_Prompt_:
Check every line below, and copy those that include "dark".

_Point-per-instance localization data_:
********************
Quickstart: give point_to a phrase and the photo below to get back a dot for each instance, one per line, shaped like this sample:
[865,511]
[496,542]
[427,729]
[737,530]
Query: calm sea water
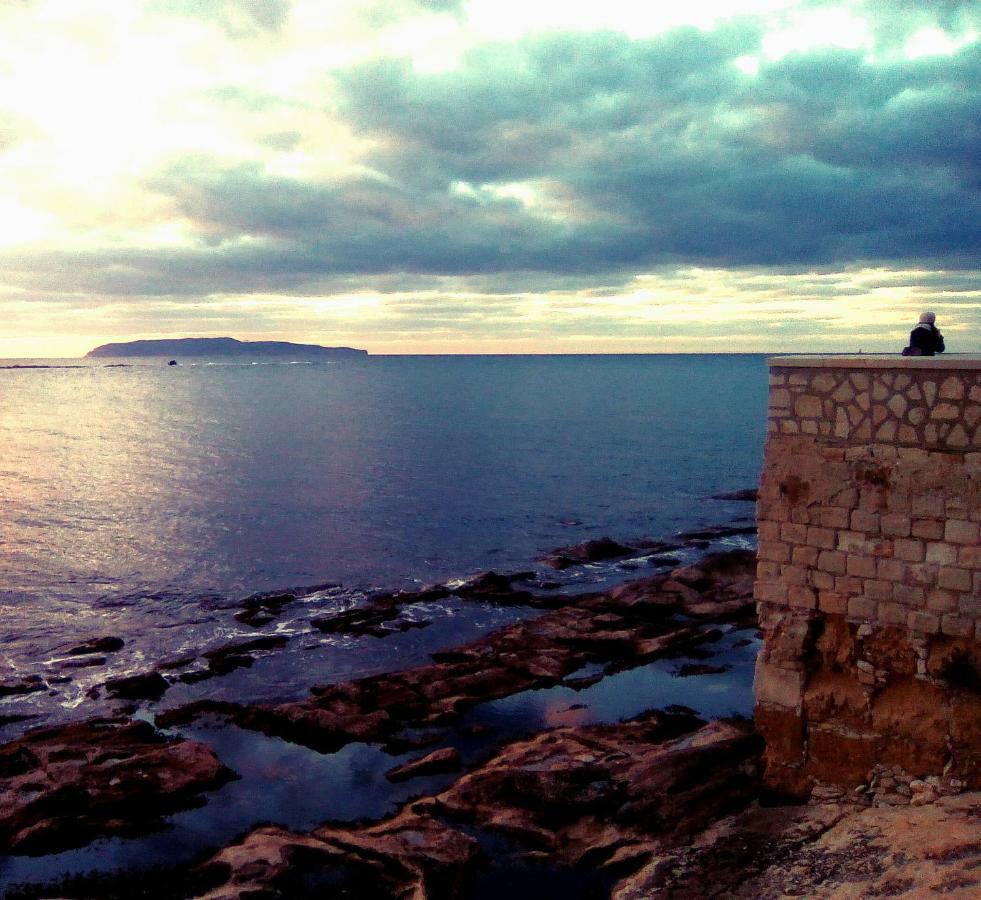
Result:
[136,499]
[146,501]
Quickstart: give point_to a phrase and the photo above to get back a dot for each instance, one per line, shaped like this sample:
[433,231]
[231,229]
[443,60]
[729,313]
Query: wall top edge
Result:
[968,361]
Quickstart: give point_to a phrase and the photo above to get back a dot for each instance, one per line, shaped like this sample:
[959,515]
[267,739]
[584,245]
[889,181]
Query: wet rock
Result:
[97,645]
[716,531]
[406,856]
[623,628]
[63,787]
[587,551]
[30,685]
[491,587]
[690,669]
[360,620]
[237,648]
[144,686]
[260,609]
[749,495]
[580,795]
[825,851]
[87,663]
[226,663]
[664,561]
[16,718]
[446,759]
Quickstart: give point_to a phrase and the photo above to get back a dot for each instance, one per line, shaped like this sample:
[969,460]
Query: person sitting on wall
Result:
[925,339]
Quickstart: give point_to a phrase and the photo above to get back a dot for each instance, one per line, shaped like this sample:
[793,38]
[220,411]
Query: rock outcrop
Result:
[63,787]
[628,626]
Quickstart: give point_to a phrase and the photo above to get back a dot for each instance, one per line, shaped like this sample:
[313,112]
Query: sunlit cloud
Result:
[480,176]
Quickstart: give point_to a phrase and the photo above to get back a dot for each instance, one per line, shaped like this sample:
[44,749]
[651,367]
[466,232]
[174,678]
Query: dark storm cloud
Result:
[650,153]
********************
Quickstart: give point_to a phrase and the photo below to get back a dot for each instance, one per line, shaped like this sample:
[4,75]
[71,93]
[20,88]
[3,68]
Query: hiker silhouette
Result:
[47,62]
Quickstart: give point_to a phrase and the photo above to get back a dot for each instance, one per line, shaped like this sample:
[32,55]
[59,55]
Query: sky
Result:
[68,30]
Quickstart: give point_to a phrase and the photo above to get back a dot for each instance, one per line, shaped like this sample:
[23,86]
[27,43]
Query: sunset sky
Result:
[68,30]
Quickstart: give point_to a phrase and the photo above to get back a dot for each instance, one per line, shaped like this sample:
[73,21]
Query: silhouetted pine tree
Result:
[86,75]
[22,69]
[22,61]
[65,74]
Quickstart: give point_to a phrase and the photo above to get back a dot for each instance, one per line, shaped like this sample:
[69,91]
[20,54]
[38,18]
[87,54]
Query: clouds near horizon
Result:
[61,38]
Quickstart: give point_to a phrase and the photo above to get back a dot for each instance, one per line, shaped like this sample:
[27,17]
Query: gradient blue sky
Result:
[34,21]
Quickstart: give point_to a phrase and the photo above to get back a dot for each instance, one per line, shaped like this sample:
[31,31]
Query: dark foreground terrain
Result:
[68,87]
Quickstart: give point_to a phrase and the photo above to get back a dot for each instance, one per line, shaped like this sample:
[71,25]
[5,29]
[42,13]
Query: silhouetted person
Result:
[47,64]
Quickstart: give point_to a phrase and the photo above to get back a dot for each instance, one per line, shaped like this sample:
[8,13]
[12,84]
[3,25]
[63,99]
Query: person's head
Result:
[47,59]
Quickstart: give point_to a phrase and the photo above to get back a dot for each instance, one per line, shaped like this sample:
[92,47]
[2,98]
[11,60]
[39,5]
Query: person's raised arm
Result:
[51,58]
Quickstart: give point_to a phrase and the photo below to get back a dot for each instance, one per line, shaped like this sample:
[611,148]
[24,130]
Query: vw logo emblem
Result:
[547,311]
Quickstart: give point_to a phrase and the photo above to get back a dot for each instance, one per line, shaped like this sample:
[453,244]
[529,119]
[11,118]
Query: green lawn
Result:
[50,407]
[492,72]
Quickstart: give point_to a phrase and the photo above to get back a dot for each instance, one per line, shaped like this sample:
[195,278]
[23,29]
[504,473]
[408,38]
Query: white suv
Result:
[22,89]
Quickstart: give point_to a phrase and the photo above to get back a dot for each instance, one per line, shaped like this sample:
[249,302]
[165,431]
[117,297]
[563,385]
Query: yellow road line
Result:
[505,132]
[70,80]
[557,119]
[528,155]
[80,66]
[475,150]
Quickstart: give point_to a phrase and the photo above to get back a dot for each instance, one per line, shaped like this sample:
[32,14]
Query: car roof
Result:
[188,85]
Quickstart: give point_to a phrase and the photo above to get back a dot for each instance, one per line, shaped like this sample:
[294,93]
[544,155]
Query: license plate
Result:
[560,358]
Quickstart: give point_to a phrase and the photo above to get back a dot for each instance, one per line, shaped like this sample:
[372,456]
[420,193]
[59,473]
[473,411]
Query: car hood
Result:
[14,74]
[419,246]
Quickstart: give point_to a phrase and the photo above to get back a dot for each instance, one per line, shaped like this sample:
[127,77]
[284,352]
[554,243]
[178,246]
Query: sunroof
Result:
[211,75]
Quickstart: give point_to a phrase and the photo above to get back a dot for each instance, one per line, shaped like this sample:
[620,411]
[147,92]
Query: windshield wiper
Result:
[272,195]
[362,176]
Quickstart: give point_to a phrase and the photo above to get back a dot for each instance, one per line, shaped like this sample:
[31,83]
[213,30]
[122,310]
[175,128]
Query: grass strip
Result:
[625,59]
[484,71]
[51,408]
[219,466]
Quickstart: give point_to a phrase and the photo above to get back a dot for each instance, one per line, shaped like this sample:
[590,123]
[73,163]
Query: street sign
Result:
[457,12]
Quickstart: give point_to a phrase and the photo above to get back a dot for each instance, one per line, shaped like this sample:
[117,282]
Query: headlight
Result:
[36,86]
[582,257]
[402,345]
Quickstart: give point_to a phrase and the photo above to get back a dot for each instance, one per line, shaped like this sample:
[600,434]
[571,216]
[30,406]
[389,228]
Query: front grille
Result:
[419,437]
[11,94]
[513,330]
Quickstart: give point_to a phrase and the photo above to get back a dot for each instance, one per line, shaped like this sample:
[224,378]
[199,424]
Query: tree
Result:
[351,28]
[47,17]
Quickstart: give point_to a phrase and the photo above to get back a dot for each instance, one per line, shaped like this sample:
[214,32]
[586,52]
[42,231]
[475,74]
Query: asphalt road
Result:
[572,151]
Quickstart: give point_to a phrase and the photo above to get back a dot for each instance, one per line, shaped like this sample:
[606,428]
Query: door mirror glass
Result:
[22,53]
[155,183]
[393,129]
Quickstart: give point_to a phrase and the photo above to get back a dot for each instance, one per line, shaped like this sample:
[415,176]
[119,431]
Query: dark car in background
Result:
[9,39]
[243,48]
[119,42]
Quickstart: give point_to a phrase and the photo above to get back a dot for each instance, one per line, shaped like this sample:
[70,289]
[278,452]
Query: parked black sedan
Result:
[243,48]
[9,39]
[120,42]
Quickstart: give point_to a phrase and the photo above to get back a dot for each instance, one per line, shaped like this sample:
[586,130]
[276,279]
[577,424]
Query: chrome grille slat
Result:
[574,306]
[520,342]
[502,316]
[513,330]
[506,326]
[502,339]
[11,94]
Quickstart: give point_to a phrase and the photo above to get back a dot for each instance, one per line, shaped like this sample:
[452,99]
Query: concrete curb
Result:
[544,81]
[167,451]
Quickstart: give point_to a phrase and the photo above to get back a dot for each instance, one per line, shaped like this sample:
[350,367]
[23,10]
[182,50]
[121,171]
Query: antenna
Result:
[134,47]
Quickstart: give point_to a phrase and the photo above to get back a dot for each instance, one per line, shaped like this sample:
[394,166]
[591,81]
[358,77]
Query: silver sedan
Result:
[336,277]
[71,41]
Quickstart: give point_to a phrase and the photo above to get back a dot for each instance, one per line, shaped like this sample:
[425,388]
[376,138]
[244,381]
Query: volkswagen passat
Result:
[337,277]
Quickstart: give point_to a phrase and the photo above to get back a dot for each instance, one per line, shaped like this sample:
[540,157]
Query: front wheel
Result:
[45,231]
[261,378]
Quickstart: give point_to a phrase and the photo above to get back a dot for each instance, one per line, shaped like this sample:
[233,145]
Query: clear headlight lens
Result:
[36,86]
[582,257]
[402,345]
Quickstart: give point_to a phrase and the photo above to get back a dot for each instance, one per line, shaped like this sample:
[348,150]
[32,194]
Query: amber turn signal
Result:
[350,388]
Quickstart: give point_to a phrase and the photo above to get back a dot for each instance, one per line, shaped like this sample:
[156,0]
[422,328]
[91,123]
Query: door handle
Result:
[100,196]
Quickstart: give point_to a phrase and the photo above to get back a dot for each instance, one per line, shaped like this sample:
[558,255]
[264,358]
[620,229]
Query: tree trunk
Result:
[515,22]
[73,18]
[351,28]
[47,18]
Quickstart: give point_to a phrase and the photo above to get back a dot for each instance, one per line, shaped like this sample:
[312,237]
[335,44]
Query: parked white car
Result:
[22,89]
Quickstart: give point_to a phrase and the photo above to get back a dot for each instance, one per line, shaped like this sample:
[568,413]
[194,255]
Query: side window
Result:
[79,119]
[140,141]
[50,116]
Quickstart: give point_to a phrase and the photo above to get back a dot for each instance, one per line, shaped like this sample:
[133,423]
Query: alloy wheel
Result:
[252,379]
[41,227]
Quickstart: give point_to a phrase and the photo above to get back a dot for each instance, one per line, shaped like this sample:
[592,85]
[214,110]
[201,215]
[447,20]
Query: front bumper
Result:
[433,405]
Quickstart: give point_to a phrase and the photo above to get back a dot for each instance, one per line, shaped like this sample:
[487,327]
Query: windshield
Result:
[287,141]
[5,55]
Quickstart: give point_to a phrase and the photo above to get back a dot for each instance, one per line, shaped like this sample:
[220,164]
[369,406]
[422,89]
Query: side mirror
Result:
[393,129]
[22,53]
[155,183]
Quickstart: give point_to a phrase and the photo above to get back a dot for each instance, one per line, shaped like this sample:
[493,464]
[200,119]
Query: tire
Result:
********************
_Task result_:
Query: dark storm cloud
Query: dark foreground terrain
Query: dark car in background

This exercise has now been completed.